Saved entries
☆ ☆ ☆ ☆

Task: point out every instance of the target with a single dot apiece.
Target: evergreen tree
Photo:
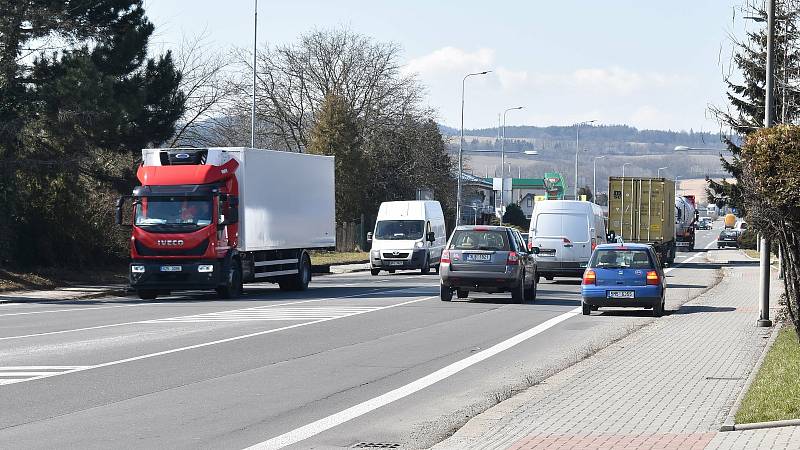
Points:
(335, 133)
(746, 97)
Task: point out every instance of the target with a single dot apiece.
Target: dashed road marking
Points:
(18, 374)
(286, 313)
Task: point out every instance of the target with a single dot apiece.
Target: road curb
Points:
(730, 423)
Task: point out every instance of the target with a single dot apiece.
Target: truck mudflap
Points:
(174, 275)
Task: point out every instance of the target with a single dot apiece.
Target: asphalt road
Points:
(354, 360)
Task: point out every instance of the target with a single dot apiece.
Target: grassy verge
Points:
(775, 392)
(49, 278)
(326, 258)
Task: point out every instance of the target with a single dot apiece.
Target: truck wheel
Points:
(233, 282)
(300, 281)
(147, 294)
(445, 293)
(426, 266)
(518, 294)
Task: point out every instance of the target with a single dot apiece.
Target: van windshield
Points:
(572, 226)
(399, 229)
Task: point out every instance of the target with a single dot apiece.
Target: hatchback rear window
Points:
(479, 240)
(621, 259)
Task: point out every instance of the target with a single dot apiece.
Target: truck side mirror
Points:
(118, 212)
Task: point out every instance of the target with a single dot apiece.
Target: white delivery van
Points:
(408, 235)
(566, 232)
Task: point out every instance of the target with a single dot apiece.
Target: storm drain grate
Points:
(377, 445)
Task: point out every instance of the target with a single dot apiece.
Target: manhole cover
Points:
(377, 445)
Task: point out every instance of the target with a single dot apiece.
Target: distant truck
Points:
(216, 218)
(686, 216)
(642, 210)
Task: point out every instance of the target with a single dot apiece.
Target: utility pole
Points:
(769, 101)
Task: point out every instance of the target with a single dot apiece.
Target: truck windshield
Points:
(399, 229)
(170, 212)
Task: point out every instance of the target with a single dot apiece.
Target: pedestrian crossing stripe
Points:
(18, 374)
(266, 313)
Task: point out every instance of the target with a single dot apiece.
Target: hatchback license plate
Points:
(620, 294)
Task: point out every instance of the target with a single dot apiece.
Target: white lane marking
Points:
(217, 342)
(76, 309)
(326, 423)
(18, 374)
(100, 327)
(287, 313)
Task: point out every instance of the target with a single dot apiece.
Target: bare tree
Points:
(208, 91)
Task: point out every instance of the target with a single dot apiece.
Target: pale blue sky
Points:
(650, 64)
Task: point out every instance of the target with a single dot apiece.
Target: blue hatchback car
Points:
(624, 275)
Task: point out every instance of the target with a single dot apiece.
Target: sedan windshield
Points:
(480, 240)
(173, 211)
(399, 229)
(621, 259)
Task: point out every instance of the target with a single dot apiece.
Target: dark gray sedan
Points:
(488, 259)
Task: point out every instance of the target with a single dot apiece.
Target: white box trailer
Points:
(223, 216)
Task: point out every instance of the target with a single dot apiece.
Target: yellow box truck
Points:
(642, 210)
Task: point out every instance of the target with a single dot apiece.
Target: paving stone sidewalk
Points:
(668, 386)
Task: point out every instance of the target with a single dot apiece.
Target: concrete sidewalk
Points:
(669, 385)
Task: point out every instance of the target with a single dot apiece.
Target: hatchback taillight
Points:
(589, 277)
(513, 259)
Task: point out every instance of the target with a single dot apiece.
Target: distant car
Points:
(704, 223)
(488, 259)
(628, 275)
(728, 238)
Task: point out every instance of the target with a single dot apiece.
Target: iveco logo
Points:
(170, 242)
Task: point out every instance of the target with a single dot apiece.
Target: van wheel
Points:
(445, 293)
(233, 282)
(147, 294)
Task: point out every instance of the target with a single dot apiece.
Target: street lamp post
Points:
(594, 178)
(503, 158)
(578, 149)
(623, 168)
(461, 146)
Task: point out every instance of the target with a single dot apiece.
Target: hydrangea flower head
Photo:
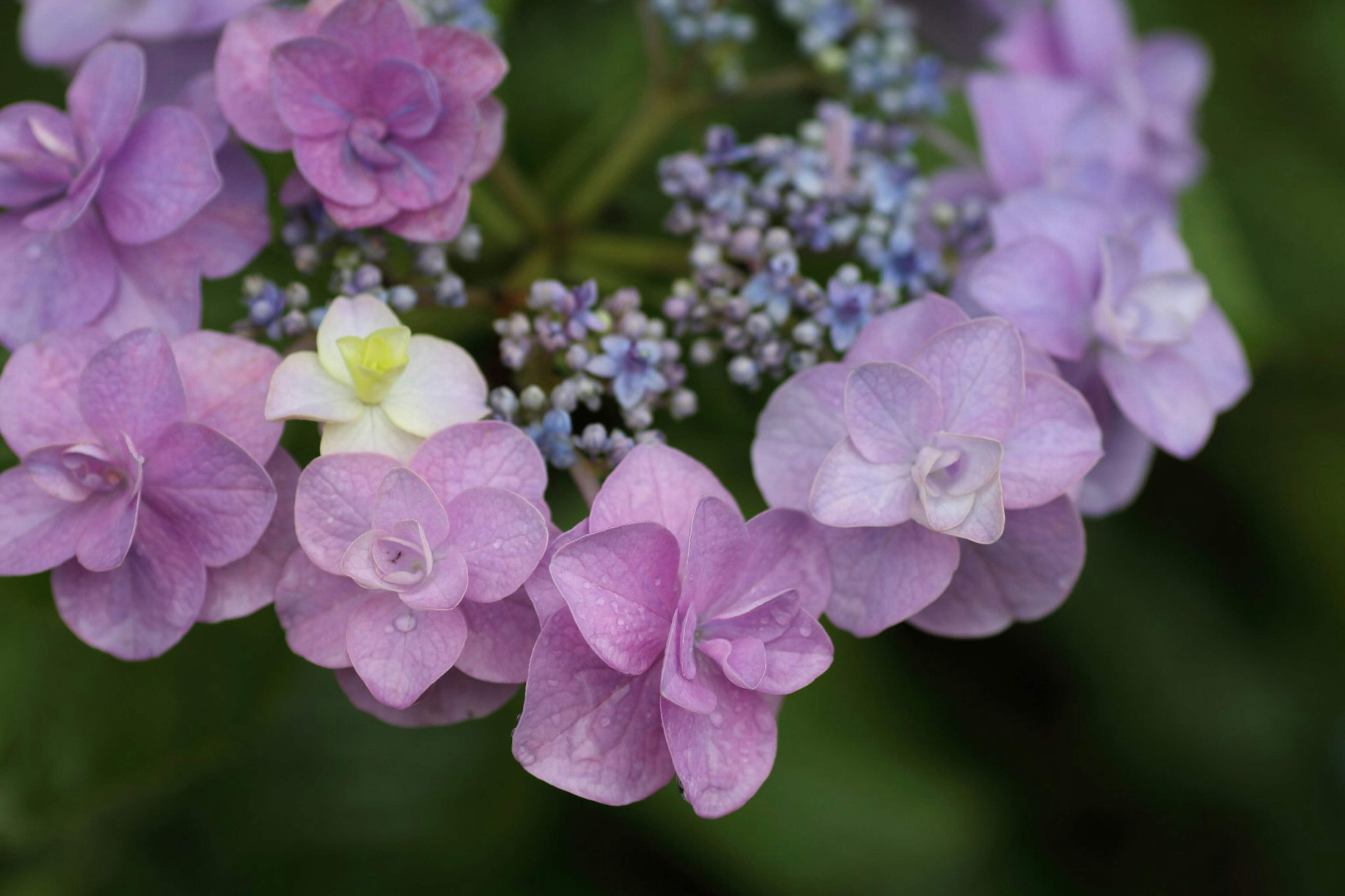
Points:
(1133, 325)
(99, 202)
(389, 123)
(411, 576)
(373, 385)
(139, 479)
(672, 629)
(939, 457)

☆ ☆ ☆ ☆

TASK STATEMENT:
All that should be written out is the stretch of lines above between the one holding "Target: manhole cover" and the one holding "Target: white lane marking", inclusive, exactly as given.

RESPONSE:
Target: manhole cover
Points:
(377, 445)
Task: point out every instance of the target with a single dot apiece.
Target: distant truck
Points:
(216, 218)
(686, 216)
(642, 210)
Task: point out every instance of the target with a single dot apiece.
Target: utility pole
Points:
(769, 101)
Task: point out every instance of the target with a single dot apiece.
Target: truck windshield
Points:
(399, 229)
(170, 212)
Task: point out every instance of the target with a single dot apiece.
Target: pedestrian crossing stripe
Points:
(18, 374)
(266, 313)
Task: point out every instance of the target with a single dot apiece.
Target: hatchback license plate
Points:
(620, 294)
Task: point out every instance of the target with a single dot apiece.
Target: white lane marking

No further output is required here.